*** Opening of Exercise data ***

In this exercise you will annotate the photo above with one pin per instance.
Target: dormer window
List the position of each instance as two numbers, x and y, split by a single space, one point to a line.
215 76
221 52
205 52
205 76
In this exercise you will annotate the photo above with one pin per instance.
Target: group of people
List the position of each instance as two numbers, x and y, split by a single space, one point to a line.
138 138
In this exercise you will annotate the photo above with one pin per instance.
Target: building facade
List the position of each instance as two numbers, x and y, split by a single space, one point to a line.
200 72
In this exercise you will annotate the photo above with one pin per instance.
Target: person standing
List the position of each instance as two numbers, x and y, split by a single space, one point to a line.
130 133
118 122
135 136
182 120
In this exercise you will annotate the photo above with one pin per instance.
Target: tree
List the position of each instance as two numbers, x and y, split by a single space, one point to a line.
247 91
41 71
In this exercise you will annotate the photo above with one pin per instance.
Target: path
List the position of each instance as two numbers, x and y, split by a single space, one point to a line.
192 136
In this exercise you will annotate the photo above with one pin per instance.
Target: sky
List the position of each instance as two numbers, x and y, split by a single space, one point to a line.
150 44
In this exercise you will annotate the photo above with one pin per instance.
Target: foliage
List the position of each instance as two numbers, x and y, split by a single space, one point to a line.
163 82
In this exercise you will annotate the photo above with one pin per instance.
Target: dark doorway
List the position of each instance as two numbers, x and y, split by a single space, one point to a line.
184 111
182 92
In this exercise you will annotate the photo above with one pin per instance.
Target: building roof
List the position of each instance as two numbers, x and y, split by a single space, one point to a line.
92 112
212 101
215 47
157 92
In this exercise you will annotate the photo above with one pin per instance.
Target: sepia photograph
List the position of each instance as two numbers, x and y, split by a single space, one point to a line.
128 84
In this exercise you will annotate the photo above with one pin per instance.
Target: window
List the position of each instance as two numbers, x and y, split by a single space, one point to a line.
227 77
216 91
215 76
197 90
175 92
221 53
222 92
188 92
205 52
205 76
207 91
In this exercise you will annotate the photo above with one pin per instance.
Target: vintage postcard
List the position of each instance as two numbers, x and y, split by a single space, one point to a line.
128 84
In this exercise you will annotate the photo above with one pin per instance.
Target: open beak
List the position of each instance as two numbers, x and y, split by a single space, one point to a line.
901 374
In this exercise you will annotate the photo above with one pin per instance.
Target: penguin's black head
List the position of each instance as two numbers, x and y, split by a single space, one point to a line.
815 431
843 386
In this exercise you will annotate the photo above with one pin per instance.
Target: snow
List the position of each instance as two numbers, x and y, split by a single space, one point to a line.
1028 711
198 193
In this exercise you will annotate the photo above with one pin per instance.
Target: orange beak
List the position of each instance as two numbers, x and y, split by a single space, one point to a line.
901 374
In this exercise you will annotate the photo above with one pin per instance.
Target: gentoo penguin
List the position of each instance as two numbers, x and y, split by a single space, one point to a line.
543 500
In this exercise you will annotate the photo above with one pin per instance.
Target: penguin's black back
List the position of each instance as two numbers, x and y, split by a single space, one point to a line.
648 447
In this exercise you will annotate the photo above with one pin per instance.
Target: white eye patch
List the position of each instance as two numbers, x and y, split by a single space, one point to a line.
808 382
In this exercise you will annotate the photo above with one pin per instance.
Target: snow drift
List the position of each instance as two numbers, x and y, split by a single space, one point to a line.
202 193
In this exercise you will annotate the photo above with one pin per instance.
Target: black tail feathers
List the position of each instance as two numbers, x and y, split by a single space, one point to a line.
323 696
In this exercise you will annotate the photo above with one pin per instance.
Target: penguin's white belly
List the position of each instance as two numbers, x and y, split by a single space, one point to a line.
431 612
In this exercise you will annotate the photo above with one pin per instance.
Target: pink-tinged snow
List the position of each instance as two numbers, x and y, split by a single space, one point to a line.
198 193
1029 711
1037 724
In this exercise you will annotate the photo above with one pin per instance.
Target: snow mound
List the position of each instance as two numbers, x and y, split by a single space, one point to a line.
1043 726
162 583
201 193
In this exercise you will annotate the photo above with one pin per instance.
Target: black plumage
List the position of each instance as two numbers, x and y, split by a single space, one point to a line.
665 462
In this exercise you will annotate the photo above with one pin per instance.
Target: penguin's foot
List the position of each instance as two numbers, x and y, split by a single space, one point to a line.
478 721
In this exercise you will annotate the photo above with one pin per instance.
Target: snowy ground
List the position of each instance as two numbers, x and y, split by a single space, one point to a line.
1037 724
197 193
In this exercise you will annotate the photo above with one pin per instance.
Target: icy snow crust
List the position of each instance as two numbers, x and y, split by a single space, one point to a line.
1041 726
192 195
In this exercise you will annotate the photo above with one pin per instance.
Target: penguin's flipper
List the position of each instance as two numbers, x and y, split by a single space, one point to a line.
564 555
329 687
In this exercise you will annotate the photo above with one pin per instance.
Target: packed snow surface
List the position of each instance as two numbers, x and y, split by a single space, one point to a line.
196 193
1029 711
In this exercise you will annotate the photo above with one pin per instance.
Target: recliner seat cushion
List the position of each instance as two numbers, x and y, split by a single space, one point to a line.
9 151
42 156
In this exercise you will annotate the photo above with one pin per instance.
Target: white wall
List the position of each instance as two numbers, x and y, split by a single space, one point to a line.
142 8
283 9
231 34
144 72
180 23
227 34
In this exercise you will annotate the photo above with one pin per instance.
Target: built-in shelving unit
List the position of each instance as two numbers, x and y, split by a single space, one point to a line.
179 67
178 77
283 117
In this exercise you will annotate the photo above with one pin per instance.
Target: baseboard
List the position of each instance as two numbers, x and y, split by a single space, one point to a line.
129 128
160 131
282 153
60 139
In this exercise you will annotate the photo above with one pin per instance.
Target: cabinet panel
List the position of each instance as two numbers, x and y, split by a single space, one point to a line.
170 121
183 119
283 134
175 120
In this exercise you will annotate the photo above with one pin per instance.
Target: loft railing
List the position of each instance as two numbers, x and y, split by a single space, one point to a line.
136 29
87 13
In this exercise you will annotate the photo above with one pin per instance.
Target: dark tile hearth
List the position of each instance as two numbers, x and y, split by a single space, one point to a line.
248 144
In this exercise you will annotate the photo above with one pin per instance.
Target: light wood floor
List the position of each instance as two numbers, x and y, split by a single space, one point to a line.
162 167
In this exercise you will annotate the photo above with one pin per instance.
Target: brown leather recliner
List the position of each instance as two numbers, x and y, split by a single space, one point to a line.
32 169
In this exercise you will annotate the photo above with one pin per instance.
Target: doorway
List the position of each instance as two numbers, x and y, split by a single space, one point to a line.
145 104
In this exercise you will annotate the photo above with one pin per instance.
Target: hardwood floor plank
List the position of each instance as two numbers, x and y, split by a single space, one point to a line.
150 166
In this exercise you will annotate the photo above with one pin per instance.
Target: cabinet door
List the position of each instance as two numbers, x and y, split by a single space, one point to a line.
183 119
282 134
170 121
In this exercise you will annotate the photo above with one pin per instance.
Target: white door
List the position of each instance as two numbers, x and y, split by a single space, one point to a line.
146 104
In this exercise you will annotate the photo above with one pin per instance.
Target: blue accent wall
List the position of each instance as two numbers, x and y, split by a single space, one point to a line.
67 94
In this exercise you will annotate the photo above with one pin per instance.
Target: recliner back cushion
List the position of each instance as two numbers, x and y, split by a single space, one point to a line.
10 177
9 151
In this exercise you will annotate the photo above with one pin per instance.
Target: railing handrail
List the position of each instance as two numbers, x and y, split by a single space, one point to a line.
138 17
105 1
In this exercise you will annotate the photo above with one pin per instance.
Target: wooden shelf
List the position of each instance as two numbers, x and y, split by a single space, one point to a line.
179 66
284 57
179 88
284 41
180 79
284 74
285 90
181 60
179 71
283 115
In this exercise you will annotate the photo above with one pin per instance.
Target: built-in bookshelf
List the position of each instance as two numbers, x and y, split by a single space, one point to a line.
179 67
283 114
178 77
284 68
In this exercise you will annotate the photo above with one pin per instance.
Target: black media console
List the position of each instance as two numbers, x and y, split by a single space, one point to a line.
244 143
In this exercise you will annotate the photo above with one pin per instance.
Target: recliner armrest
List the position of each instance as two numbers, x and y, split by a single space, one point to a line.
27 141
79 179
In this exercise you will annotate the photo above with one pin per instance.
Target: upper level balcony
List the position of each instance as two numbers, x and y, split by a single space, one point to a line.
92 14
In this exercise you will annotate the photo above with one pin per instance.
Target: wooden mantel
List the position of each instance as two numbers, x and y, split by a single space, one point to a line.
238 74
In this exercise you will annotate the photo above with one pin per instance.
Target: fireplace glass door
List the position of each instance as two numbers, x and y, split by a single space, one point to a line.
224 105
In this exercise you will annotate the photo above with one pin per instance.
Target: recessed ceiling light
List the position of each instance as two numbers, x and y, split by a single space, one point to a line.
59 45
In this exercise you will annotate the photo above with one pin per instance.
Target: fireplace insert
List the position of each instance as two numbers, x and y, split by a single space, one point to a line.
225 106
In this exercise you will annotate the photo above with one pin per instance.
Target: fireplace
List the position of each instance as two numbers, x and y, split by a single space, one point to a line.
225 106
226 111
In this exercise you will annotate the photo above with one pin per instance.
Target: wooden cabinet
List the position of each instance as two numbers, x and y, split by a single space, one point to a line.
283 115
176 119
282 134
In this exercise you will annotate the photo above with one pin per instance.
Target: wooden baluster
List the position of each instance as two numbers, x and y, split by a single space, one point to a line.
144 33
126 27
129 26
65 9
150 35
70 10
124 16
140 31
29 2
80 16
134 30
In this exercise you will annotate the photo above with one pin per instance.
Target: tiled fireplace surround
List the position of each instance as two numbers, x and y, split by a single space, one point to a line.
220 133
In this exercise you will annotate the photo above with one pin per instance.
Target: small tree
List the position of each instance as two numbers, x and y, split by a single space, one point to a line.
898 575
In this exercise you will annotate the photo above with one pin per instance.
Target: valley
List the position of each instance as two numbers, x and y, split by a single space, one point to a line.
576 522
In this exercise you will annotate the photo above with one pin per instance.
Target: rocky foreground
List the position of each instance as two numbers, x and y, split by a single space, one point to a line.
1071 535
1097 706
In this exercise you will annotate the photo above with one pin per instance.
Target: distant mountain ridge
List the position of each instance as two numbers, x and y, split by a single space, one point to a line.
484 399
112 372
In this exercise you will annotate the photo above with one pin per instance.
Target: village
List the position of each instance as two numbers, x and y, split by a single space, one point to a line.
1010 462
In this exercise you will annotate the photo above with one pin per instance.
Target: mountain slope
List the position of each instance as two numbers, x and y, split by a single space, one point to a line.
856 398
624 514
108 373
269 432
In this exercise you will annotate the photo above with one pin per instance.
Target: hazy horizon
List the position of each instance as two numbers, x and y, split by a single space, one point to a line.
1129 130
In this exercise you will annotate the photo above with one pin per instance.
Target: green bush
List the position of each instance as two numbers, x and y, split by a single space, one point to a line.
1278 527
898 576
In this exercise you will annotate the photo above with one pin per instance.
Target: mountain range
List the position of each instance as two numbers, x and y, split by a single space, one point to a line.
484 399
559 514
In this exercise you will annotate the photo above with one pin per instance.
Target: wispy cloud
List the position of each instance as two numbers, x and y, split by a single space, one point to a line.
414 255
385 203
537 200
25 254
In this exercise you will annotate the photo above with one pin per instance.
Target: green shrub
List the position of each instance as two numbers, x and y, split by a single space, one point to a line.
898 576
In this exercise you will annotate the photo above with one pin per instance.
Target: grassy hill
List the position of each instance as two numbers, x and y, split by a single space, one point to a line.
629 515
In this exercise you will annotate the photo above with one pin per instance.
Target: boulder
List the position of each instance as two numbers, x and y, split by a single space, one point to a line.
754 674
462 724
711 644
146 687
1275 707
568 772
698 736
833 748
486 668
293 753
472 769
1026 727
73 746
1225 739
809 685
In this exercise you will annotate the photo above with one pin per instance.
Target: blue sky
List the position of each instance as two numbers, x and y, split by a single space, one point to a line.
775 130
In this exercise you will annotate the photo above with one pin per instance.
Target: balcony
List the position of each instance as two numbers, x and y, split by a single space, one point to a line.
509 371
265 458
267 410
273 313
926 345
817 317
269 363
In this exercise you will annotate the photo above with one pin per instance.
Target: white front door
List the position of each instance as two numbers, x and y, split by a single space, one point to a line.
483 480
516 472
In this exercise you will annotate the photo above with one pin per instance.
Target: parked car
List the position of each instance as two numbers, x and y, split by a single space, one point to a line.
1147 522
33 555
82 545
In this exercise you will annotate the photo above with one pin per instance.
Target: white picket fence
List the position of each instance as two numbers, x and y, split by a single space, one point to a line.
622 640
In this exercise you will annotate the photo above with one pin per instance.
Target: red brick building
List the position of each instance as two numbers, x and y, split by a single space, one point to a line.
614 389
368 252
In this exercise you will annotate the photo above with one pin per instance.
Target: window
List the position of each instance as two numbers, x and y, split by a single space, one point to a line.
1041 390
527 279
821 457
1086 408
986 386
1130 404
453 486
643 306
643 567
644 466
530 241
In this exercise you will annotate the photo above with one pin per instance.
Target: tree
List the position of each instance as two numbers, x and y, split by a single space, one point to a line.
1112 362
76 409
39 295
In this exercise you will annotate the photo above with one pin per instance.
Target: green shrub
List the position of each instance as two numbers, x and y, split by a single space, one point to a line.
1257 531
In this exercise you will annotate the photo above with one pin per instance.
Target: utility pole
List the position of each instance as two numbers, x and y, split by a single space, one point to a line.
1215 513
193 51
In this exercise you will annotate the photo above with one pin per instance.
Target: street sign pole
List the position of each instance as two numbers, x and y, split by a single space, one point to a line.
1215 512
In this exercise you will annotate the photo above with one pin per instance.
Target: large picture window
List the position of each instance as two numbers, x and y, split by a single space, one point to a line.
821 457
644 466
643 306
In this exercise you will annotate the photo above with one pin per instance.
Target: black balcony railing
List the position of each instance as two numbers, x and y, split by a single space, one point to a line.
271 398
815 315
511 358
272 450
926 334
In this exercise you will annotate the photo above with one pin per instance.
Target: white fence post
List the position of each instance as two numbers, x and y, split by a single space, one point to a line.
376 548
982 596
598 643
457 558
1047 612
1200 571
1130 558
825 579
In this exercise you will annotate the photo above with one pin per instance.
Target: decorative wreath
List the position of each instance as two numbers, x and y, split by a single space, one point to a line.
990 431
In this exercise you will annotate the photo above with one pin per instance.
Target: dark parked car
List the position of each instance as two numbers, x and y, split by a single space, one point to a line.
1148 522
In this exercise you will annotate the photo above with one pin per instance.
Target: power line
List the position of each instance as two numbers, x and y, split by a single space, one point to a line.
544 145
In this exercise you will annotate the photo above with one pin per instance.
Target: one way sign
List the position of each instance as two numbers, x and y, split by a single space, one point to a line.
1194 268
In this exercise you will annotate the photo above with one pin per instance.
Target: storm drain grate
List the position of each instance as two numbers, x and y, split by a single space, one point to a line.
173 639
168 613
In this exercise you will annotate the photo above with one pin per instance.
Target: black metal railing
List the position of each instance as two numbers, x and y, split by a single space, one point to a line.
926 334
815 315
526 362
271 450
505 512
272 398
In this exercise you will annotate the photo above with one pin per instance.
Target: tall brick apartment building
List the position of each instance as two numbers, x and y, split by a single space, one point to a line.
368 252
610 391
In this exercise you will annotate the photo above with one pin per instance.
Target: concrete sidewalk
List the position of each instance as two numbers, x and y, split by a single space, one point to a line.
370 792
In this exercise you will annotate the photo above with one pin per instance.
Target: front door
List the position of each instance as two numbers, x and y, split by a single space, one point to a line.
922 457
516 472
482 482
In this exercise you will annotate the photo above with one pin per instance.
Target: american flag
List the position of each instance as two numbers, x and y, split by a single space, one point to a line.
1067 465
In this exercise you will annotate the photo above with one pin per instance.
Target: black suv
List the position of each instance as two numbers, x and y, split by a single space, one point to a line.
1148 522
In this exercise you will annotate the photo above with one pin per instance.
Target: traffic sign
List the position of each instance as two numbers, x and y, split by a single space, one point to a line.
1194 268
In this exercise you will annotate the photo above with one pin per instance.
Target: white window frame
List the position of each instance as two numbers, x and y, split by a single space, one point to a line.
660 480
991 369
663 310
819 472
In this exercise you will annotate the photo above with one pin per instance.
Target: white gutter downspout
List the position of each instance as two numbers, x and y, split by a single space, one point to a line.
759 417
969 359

*** Close of Exercise data ***

**Task to carry out**
Go through the data, and copy each line in which the word "recliner" appears.

**Written response**
Target: recliner seat cushion
Target: brown leather recliner
Target: recliner back cushion
Target: recliner armrest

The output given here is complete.